Given records =
(begin)

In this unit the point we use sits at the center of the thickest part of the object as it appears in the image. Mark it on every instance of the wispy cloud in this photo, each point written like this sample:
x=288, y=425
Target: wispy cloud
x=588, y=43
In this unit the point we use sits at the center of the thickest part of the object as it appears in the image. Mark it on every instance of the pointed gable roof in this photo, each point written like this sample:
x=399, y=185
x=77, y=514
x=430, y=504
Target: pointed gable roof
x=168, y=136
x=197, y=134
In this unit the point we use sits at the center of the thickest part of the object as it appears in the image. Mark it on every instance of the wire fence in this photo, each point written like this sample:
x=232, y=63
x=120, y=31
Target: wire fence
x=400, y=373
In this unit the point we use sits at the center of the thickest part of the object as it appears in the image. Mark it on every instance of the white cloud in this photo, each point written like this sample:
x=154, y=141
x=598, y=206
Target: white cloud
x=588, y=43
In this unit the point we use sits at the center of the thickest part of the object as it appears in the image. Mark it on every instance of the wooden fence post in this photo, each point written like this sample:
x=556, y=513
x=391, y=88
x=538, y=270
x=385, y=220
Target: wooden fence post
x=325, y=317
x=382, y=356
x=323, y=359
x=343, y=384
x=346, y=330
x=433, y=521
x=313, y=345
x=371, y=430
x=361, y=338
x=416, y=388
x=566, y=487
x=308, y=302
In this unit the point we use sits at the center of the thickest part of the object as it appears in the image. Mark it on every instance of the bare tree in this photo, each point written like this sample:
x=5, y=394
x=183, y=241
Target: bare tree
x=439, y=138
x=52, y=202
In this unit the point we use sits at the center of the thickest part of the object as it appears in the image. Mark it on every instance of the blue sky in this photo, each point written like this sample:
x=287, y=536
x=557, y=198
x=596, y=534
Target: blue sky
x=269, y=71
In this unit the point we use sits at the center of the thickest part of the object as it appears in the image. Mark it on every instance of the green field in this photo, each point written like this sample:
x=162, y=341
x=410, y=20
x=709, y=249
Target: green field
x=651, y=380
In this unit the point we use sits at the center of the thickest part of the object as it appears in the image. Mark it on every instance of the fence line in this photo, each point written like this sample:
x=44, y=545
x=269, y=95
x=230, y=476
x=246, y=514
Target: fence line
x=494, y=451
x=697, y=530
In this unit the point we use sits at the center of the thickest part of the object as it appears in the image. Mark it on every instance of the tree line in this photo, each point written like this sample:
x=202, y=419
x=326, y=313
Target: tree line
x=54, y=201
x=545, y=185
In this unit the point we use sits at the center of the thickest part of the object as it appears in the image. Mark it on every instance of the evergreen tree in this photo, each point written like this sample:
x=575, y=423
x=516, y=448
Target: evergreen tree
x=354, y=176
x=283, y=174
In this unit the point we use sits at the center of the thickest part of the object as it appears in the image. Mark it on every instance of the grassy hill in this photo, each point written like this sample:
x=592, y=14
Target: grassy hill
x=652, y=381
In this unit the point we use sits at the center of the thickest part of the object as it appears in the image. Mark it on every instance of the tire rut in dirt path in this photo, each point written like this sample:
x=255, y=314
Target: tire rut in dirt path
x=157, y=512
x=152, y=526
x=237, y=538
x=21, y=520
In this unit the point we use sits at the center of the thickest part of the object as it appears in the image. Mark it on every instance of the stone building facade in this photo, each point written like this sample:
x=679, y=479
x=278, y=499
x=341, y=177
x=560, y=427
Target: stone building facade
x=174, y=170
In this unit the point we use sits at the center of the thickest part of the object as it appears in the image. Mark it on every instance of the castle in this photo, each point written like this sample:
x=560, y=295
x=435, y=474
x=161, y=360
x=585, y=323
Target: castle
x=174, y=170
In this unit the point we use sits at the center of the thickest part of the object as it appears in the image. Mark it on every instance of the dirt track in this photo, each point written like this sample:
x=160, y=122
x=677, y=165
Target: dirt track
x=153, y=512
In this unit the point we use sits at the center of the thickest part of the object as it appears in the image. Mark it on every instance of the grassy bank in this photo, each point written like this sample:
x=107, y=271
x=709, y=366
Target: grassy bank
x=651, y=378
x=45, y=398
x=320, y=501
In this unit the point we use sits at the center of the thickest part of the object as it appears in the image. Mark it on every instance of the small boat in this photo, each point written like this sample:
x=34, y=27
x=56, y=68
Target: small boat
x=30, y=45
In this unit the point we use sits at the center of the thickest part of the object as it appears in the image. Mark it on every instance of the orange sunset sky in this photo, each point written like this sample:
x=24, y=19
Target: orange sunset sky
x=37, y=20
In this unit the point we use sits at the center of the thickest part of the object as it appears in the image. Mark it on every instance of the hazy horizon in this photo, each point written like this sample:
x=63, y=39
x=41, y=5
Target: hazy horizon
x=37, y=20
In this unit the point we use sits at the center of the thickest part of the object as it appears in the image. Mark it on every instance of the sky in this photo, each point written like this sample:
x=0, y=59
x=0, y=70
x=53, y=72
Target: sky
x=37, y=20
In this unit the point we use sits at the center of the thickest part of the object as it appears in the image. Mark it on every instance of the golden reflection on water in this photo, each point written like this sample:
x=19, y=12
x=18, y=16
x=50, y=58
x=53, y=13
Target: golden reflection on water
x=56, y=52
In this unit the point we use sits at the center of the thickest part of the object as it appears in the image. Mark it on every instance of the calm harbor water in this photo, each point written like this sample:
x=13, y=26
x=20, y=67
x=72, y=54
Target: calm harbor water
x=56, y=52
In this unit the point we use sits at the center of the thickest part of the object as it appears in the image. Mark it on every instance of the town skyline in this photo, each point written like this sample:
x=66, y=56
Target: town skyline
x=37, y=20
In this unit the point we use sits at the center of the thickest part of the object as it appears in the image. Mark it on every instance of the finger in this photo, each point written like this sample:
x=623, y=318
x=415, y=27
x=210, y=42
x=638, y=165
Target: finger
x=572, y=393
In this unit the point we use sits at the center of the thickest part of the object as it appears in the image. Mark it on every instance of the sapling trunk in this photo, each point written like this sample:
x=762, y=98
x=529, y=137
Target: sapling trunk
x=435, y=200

(end)

Exercise = Please rewrite the records above from the line with "of the blue" to the line with "x=651, y=380", both ends included, keeping every line in that stretch. Multiply each answer coordinate by 2.25 and round it to a whole number, with halves rounded up, but leave the sample coordinates unchanged.

Result for this task =
In this unit the point we use sits at the center of the thickest part of the object as it appears in the image. Mark it on every instance of the blue sky in this photo, each point written like this sample:
x=287, y=536
x=557, y=198
x=596, y=534
Target: blue sky
x=605, y=160
In this unit the point we use sits at the center of the thickest part of the object as it appears in the image. Mark it on every instance of the green field in this photo, each point written like this sample:
x=162, y=341
x=410, y=20
x=709, y=249
Target: green field
x=1465, y=855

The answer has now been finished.